Given data:
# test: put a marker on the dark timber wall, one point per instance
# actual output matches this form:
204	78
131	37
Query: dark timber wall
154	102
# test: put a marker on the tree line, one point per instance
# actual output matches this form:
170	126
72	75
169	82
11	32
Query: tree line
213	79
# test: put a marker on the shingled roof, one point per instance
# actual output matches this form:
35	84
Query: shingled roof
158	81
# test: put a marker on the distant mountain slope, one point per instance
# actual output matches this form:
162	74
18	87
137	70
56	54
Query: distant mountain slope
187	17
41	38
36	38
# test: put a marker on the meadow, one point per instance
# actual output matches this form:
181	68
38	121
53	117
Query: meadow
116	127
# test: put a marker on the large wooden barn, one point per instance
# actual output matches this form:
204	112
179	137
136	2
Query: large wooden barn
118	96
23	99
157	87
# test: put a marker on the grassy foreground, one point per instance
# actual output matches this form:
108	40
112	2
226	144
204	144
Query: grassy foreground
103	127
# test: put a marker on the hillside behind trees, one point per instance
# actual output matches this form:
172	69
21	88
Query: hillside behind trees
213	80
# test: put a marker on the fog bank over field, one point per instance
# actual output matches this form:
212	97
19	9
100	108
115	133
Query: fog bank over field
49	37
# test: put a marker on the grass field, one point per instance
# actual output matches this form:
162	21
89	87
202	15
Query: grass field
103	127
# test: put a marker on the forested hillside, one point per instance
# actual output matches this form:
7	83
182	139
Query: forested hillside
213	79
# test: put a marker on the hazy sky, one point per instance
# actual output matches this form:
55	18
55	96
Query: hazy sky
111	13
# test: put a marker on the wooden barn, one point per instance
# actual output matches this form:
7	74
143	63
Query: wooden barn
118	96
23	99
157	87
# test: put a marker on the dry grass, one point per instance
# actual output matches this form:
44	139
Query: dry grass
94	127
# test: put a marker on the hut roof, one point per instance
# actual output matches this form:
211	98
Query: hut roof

Description of the task: Copy all of the data above, substituting "place a dot on" for each occurrence of "put a marker on" and keeping everything else the same.

Exercise answer:
# test: place a dot on the dark timber wall, one point per instance
# actual output matches this form:
204	78
131	37
Query: dark timber wall
154	102
# test: place a dot on the tree line, one point per instance
# actual output matches this form:
170	126
72	75
169	82
11	32
Query: tree line
213	79
# test: place a dot on the shingled roof, one point per instance
# actual output matches this form:
35	84
Query: shingled roof
158	81
# test: place a dot on the distant mountain slope, one point per instance
# actual output matches this form:
162	74
18	87
137	70
56	54
Query: distant mountain slope
187	17
41	38
36	38
# test: place a dot on the meadow, one point per instance
# actual output matches this form:
181	68
38	121
53	117
Query: meadow
116	127
# test: place a dot on the large wooden barn, one point per instance
# actual output matches this form:
204	112
179	137
136	2
Query: large wooden barn
118	96
23	99
157	87
# test: place a dot on the grassy foreground, one point per instance
# actual output matches this form:
108	40
112	2
226	144
204	144
Query: grassy foreground
103	127
# test: place a dot on the hillside behind trees, one point per instance
# actual output matches this form:
172	69
21	88
Query: hillside behind trees
213	80
# test: place a dot on the fog bank over field, one point per instance
# actual output matches this form:
212	97
19	9
100	108
115	133
Query: fog bank over field
49	37
# test: place a dot on the grass field, one point per instance
# actual output matches this form:
162	21
89	87
202	15
Query: grass field
103	127
# test: place a dot on the forested hillside, one point per instance
# actual output matches this form:
7	83
182	139
Query: forested hillside
213	79
# test: place a dot on the hazy sky, one point per instance
# actual output matches this form:
55	18
55	96
Query: hazy sky
111	13
# test: place a dot on the wooden barn, one point per instance
# actual output matches this form:
7	74
143	63
Query: wooden barn
118	96
23	99
157	87
# test: place a dot on the dry grass, one point per instance
# actual output matches this form:
44	139
Query: dry grass
94	127
# test: place a dot on the hut roof, one point per instance
# actual output matches this form:
211	98
Query: hut roof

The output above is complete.